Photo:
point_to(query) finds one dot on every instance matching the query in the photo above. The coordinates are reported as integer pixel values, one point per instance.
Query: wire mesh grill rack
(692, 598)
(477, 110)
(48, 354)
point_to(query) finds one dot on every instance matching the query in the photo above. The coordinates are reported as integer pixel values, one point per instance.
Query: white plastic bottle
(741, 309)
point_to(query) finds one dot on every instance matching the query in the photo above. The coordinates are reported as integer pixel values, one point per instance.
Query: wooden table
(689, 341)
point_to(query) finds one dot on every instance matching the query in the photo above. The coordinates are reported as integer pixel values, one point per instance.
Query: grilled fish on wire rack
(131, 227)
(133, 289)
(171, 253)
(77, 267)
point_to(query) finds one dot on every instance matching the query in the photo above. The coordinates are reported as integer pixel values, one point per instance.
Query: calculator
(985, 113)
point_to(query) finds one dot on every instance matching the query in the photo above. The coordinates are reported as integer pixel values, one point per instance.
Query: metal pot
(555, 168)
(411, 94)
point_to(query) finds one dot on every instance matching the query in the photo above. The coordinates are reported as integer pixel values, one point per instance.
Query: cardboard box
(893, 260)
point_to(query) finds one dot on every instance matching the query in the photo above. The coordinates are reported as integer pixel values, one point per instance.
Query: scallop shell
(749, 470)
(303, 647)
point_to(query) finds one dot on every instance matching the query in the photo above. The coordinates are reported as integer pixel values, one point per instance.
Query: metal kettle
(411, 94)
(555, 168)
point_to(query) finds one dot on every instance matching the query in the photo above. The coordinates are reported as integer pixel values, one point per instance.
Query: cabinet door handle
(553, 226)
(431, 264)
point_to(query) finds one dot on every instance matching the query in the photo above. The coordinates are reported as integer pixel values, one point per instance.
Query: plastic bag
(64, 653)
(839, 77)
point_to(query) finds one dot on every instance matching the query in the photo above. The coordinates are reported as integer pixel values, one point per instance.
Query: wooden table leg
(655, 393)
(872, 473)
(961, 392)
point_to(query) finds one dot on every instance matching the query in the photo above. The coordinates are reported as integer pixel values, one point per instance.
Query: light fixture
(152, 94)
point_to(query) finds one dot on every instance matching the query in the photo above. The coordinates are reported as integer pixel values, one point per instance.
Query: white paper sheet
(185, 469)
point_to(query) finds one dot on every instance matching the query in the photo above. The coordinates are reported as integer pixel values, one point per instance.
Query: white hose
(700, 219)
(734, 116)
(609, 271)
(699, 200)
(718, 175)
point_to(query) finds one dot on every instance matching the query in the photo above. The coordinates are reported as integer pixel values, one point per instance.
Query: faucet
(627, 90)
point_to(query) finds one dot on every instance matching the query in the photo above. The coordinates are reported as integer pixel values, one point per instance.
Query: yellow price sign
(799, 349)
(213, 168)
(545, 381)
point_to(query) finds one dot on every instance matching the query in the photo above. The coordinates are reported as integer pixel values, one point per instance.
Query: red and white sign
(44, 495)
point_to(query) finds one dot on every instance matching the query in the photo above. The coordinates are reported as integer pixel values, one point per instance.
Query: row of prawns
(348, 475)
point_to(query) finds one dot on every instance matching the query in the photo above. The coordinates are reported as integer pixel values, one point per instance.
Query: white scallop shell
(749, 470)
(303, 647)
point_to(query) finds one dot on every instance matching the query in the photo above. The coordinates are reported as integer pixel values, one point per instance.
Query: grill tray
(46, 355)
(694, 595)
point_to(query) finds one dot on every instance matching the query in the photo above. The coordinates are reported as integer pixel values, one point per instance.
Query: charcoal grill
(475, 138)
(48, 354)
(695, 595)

**Instructions to follow**
Give an exact copy of all the data shown above.

**The solution**
Photo:
point_to(query) finds one dot on every instance matching the query in the photo above. The coordinates are reported as integer pixel values, one point per instance.
Query: wire mesh grill rack
(692, 598)
(477, 110)
(48, 354)
point_to(query) finds one dot on every instance matching the query in the photo above. The coordinates are reported as integer pixel values, one point per instance.
Query: white plastic bottle
(741, 309)
point_to(query) finds one dot on every instance matching the query in the photo above. The coordinates are reported as integer pixel values, one point per instance.
Query: wooden table
(689, 341)
point_to(query) finds one dot on every instance matching the query in the photo above. The coordinates are reported as integer pixel values, one point per instance.
Query: grilled fish on wire rack
(131, 227)
(133, 289)
(171, 253)
(77, 267)
point_to(query) finds one dot on every instance matching the query in the photo above. The coordinates are reported as integer pixel values, one point per instance.
Query: calculator
(985, 113)
point_to(query) finds one dot on every instance matching the query in the photo above. The coordinates are reported as integer pixel values, one point per instance.
Query: metal pot
(555, 168)
(411, 94)
point_to(query) finds one dot on every instance matching the query in the photo above. The coordinates are reported as integer pixel values, one point per instance.
Query: cardboard box
(893, 260)
point_to(query) finds one dot on every instance matching the query in the photo above. The coordinates are reported as integer pixel values, one point per instance.
Query: scallop shell
(749, 470)
(303, 647)
point_to(query) finds one dot on every instance matching the query in the photo above. The coordinates are reported as integer pixel values, one point per instance.
Query: metal kettle
(411, 94)
(555, 168)
point_to(query) finds one dot on every instance matching the query in the photo above. The coordinates are reported as integer pixel values, one point per instance.
Query: cabinet door handle
(553, 226)
(431, 264)
point_to(query) finds one dot on every instance matching the query in the photo above. The coordinates are reported as integer pixel values, one point per instance.
Query: plastic bag
(64, 653)
(839, 77)
point_to(query) finds one dot on every instance matching the query in the photo above. The coordinates are reported as integer pixel values, one point per instance.
Query: wooden table leg
(655, 393)
(872, 473)
(961, 392)
point_to(query) finds one dot on every instance matching the query in the photo above. The coordinates are reported as integer pixel values, one point per instance.
Query: light fixture
(152, 94)
point_to(query) finds one dot on every instance matching the query in the photo above. The coordinates are reported as integer pixel values, one point per instance.
Query: white paper sheet
(185, 469)
point_to(query) finds one dot on every instance matching the query in the photo above. The coordinates are reported as integer pixel values, one point per instance.
Query: white hose
(700, 219)
(734, 116)
(609, 271)
(699, 200)
(718, 175)
point_to(query) finds one dot on every instance matching the query in the photo above. The coordinates are reported as integer pixel values, one point per instance.
Query: faucet
(627, 90)
point_to(query) finds one dot on every instance matching the query in the photo above. The coordinates are reported as integer pixel values, one point per instance.
Query: yellow price sign
(799, 349)
(213, 168)
(545, 381)
point_to(query) finds one dot on every instance matching the query in the photo above. The coordinates are reported as integer pixel values, one point per instance.
Query: red and white sign
(44, 495)
point_to(query) finds one dot on every instance matching the query in the photo above. The coordinates are reported as integer pixel values, one point per instance.
Query: row of prawns
(348, 475)
point_to(query) finds one dot on every instance matching the query in the photo above. The coordinates are reported as integer pixel values, one point per instance.
Query: white scallop shell
(749, 470)
(303, 647)
point_to(query) finds one dot on every instance matching the query in the photo above. The coordinates are reported as integer pixel values, one point per instance.
Query: grill tray
(46, 355)
(694, 595)
point_to(query) finds one dot on every instance matching the query in the photo above. The coordinates are reported as integer pixel values, one point per instance.
Query: charcoal grill
(475, 138)
(48, 354)
(695, 595)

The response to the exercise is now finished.